[DOCUMENT start]
Use the Important Capabilities table above as the source of truth for supported features and whether additional configuration is required.

Not Supported with Remote Executor

This source is not supported with the Remote Executor in DataHub Cloud. It must be run using a self-hosted ingestion setup.

Common Use Cases

1. Workspace-wide Documentation Search

Ingest entire workspace documentation with semantic search:

source:
  type: notion
  config:
    api_key: "${NOTION_API_KEY}"

    # Start from workspace root page
    page_ids:
      - "workspace_root_page_id"
    recursive: true

    # Enable semantic embeddings
    embedding:
      provider: "cohere"
      model: "embed-english-v3.0"
      api_key: "${COHERE_API_KEY}"

2. Specific Database Ingestion

Ingest a specific Notion database (e.g., "Product Requirements"):

source:
  type: notion
  config:
    api_key: "${NOTION_API_KEY}"

    # Only this database
    database_ids:
      - "product_requirements_db_id"
    recursive: false # Only database entries, not child pages

3. Multi-workspace Setup

Ingest from multiple workspaces (requires multiple integrations):

source:
  type: notion
  config:
    api_key: "${NOTION_API_KEY}"

    # Multiple root pages from different workspaces
    page_ids:
      - "workspace_1_page_id"
      - "workspace_2_page_id"
    recursive: true

4. Production Setup with AWS Bedrock

Enterprise setup using AWS Bedrock for embeddings:

source:
  type: notion
  config:
    api_key: "${NOTION_API_KEY}"

    page_ids:
      - "company_wiki_root"
    recursive: true

    # Use AWS Bedrock (no API key needed, uses IAM roles)
    embedding:
      provider: "bedrock"
      aws_region: "us-west-2"
      model: "cohere.embed-english-v3"
[DOCUMENT end]
* _SET EXERCISE A_: Write out the Notion source documentation word for word, from "4. Production Setup" to "uses IAM roles)", inclusive.
* _SET EXERCISE B_: List the titles of the common use cases given in the Notion source documentation.
You won't need the data items that follow this note.
[EXCERPTED DATA start]
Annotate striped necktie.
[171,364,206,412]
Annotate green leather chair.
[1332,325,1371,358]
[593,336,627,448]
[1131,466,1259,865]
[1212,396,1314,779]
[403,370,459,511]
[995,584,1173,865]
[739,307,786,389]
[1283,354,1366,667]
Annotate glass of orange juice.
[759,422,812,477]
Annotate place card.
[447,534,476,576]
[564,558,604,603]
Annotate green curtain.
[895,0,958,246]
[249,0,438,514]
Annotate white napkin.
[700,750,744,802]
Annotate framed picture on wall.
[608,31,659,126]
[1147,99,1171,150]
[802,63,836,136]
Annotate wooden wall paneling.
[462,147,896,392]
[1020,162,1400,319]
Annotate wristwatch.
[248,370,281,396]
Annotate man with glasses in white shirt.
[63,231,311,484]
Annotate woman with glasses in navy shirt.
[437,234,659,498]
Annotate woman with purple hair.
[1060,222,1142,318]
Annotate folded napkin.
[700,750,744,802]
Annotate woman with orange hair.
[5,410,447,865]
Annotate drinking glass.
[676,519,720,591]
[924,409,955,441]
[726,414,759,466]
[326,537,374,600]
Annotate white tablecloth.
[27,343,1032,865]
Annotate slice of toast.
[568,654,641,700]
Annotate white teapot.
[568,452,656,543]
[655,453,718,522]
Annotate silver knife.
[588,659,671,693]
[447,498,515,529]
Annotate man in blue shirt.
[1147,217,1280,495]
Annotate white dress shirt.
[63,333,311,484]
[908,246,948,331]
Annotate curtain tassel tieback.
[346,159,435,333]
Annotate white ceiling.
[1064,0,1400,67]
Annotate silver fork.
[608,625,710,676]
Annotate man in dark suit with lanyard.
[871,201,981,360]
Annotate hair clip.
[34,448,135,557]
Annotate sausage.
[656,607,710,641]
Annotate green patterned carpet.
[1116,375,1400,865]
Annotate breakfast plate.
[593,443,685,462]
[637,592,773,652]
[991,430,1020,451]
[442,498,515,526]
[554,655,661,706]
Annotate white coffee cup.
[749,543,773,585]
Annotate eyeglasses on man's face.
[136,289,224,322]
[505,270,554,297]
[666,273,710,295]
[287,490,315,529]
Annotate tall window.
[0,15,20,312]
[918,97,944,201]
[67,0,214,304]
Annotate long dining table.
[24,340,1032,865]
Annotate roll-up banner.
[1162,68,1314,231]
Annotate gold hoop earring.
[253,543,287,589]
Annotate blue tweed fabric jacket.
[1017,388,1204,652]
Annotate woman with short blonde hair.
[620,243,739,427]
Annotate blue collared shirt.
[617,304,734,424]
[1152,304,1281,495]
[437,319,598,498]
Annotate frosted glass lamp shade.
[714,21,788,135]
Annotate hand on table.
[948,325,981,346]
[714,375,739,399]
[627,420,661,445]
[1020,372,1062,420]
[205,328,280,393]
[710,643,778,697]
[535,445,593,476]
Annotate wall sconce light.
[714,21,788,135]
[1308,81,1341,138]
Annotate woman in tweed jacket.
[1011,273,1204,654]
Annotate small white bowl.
[EXCERPTED DATA end]
* _COMPLETE RESPONSE A_:
4. Production Setup with AWS Bedrock

Enterprise setup using AWS Bedrock for embeddings:

source:
  type: notion
  config:
    api_key: "${NOTION_API_KEY}"

    page_ids:
      - "company_wiki_root"
    recursive: true

    # Use AWS Bedrock (no API key needed, uses IAM roles)

* _COMPLETE RESPONSE B_:
Workspace-wide Documentation Search
Specific Database Ingestion
Multi-workspace Setup
Production Setup with AWS Bedrock